**Document excerpt**
>> BEGIN
This work stemmed from the work of [3] [8] and [10] and we are going to look into a situation where such contoured region is being dug continually, what happens over time if it is not controlled and effect of permeability on pressure gradient along the channel.

2. Model Formulation

We see that the total depth of the flow from the free surface is given by:

$H=h+{y}^{\prime}+\delta y$

$\Rightarrow H=h+x\mathrm{cot}\beta $ (1)

from Figure 1, Equation (1) above gives the flow depth of the contour region. We recall Darcy’s law:

$Q=-k\frac{A}{\mu}\frac{\left({P}_{b}-{P}_{a}\right)}{L}$

where Q is the total discharge, k is the permeability, A is the area, $\left({P}_{b}-{P}_{a}\right)$ is the pressure drop, and L is the length over which the pressure drop. Darcy’s law is an equation that describes the flow of a fluid in a porous medium [11].

$q=-\frac{k}{\mu}\nabla P$ (2)

where $q=\frac{Q}{A}$ is the flux or Darcy flux(discharge per unit area) and $\nabla P=\frac{\left({P}_{b}-{P}_{a}\right)}{L}$ is pressure gradient vector.

Figure 1. Contour region of a river bed [8].
>> END
**Data supplied**
>> BEGIN
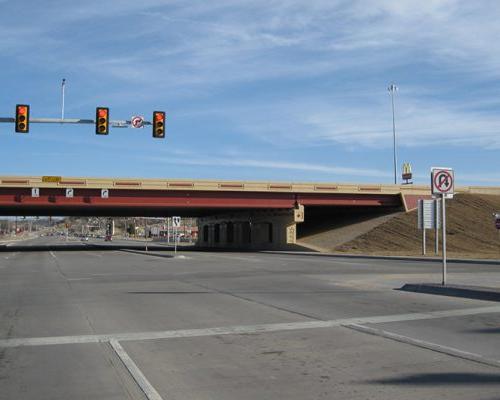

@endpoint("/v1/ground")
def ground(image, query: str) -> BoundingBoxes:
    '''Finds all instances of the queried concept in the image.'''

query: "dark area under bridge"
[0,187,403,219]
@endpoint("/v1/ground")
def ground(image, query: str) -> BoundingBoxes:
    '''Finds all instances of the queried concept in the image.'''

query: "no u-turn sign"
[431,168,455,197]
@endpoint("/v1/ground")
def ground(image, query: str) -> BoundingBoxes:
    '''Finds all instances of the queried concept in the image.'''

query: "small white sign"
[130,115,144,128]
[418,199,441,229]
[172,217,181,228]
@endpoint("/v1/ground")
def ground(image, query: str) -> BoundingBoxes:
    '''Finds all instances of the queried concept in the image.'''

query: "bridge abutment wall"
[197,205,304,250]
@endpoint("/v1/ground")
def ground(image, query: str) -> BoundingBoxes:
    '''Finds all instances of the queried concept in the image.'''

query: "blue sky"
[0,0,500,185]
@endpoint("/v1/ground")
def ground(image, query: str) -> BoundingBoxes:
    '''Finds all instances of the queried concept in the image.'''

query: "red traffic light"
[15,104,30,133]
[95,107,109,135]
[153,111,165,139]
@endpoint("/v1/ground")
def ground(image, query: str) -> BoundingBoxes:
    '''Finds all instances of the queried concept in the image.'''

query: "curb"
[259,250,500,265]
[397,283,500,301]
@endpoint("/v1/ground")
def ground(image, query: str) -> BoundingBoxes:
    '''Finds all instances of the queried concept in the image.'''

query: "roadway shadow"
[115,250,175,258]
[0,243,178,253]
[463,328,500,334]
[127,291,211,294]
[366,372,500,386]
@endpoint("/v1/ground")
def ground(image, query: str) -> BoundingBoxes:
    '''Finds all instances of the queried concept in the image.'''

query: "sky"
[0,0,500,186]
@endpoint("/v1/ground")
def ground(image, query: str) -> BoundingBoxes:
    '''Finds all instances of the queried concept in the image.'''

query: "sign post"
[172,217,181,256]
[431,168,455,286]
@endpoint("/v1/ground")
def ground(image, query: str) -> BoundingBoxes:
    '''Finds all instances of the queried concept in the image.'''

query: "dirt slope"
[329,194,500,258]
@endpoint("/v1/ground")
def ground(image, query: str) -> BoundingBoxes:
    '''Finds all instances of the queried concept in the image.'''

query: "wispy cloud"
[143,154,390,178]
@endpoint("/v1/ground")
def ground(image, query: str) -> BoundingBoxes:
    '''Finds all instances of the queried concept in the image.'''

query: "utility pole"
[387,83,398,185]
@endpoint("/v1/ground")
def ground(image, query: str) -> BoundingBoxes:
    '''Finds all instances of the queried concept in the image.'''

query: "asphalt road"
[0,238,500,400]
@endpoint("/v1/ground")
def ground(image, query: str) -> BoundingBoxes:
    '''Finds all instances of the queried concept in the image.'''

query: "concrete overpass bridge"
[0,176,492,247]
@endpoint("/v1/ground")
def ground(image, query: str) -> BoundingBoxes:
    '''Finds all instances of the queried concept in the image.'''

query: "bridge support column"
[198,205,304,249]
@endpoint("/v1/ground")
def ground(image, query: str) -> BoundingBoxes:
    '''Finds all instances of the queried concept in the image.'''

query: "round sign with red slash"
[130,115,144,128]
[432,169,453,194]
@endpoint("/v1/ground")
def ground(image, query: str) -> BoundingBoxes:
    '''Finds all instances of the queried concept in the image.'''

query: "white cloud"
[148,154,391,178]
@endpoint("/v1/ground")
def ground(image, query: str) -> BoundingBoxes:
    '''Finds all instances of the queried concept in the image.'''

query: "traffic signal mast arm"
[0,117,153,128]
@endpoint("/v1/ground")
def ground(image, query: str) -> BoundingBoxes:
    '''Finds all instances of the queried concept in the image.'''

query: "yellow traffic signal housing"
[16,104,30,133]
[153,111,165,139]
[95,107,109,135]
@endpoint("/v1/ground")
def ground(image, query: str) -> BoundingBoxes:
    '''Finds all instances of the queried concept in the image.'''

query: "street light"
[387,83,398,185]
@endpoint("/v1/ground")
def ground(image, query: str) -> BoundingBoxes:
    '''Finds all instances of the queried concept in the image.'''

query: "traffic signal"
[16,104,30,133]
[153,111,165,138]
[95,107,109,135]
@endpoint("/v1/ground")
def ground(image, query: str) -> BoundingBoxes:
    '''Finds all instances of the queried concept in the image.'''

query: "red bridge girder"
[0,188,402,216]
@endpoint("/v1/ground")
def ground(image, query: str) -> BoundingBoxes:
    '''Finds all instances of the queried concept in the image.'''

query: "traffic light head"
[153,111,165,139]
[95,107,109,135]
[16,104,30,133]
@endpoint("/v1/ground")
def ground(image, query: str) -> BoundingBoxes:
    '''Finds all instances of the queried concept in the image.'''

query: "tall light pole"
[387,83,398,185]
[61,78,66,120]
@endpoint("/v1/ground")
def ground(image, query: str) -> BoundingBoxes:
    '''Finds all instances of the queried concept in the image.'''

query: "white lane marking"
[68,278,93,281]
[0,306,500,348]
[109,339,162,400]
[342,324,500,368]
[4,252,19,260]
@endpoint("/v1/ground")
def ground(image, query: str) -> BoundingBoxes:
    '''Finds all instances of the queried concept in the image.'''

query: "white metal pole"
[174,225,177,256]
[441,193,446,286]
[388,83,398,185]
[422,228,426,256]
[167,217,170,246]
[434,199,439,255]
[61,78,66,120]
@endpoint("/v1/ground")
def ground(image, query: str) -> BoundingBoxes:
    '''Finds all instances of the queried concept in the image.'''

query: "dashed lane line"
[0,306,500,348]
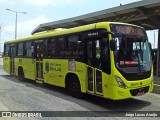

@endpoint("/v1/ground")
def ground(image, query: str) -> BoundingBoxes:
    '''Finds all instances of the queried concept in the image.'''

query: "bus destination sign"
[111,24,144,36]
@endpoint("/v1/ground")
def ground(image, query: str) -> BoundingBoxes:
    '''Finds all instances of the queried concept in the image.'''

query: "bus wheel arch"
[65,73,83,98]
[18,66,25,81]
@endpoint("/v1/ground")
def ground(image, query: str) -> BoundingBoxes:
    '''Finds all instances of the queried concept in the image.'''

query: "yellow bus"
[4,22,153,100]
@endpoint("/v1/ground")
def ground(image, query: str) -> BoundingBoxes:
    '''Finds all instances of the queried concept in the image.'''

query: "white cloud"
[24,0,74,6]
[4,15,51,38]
>> END
**Written exercise 1**
Edit the riverbed flow excerpt: reproduce it from "from Figure 1, Equation" up to and including "river bed [8].", replacing "discharge" with "flow rate".
**Written exercise 2**
In the riverbed flow excerpt, what does Darcy's law describe?
**Written exercise 3**
How would you continue the riverbed flow excerpt from where it stops?

**Task output 1**
from Figure 1, Equation (1) above gives the flow depth of the contour region. We recall Darcy’s law:

$Q=-k\frac{A}{\mu}\frac{\left({P}_{b}-{P}_{a}\right)}{L}$

where Q is the total flow rate, k is the permeability, A is the area, $\left({P}_{b}-{P}_{a}\right)$ is the pressure drop, and L is the length over which the pressure drop. Darcy’s law is an equation that describes the flow of a fluid in a porous medium [11].

$q=-\frac{k}{\mu}\nabla P$ (2)

where $q=\frac{Q}{A}$ is the flux or Darcy flux(flow rate per unit area) and $\nabla P=\frac{\left({P}_{b}-{P}_{a}\right)}{L}$ is pressure gradient vector.

Figure 1. Contour region of a river bed [8].

**Task output 2**
The flow of a fluid in a porous medium.

**Task output 3**
We have an equation which shows relationship between the Darcy flux and the fluid velocity in the pore [12] as given below:

$U=\frac{q}{\varphi}$

$\Rightarrow q=U\varphi $ (3)

substituting Equation (3) into Equation (2), we have:

$U\varphi =-\frac{k}{\mu}\nabla P$

$\Rightarrow \nabla P=-\frac{\mu \varphi}{k}U$ (4)

$\nabla P$ gives the pressure variation in the channel and U is the flow velocity.

3. Model Analysis

To solve for flow velocity (U), we shall consider the equations governing the evolution of the weakly non-linear dispersive wave train in shallow water with varying nonuniform bottom topography [8].

$\frac{\partial \eta}{\partial t}+\frac{\partial}{\partial x}\left[U\left(h+xcot\left(\theta +\psi t\right)\right)\right]=0$ (5)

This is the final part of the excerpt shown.